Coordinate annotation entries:
* * * *
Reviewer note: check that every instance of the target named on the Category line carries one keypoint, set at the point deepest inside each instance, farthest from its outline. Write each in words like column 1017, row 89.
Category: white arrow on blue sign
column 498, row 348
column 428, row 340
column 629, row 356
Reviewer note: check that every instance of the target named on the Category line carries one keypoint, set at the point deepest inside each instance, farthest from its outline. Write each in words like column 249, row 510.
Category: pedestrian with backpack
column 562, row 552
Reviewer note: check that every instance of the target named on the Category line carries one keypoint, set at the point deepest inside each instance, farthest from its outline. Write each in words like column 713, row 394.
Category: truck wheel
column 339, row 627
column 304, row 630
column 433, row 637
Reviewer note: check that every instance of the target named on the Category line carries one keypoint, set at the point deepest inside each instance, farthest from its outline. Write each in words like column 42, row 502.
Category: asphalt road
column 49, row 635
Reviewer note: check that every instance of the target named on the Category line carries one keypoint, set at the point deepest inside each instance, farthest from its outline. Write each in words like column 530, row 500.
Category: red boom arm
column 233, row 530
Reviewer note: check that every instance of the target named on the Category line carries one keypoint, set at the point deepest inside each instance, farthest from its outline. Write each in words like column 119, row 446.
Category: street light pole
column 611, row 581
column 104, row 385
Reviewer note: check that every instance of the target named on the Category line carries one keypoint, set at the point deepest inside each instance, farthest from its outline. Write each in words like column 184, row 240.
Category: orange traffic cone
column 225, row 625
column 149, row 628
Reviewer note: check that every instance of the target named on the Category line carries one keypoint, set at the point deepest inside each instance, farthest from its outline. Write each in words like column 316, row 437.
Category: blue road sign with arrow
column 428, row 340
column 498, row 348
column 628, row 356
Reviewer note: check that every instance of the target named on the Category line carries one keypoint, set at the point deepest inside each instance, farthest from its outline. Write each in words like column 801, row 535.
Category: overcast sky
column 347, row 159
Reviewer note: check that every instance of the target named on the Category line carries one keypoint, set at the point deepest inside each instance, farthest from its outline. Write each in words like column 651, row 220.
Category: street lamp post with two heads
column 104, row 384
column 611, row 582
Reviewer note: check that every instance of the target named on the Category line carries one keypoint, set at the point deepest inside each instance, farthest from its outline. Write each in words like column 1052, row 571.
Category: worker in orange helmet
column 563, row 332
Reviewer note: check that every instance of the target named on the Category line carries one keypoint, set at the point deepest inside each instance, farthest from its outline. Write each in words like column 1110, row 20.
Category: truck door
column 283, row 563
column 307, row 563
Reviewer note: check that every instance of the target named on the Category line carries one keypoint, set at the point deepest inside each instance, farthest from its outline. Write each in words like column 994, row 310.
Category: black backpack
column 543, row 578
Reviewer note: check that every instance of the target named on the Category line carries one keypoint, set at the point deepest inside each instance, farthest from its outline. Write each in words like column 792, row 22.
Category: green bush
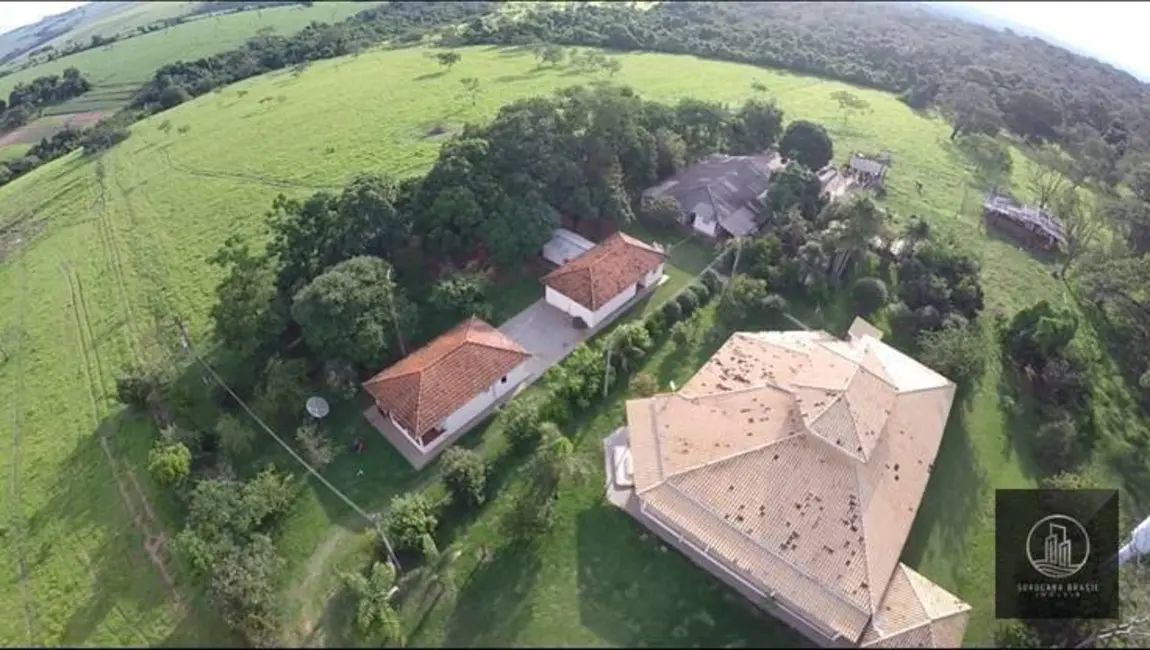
column 711, row 280
column 688, row 303
column 409, row 518
column 868, row 295
column 643, row 384
column 702, row 293
column 521, row 425
column 465, row 474
column 169, row 464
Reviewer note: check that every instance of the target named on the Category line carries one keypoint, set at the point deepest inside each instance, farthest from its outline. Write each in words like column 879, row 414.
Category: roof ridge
column 833, row 593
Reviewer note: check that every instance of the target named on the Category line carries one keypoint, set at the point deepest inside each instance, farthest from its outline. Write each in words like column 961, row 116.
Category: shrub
column 711, row 280
column 702, row 293
column 868, row 296
column 687, row 301
column 956, row 352
column 409, row 518
column 521, row 425
column 643, row 384
column 465, row 474
column 237, row 438
column 314, row 445
column 169, row 464
column 684, row 333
* * * *
▸ WRITTEN INSTRUCTION:
Output the rows above verbatim, from the line containing "42, row 502." through the line containing "column 49, row 635", including both of those lines.

▸ OUTPUT FOR THIS TASK:
Reviewer note: check that every instance of the target named on the Category line carries one keypoint, set at the point deepest inside each instance, farthest from its outline. Write each in words like column 42, row 502.
Category: asphalt road
column 49, row 635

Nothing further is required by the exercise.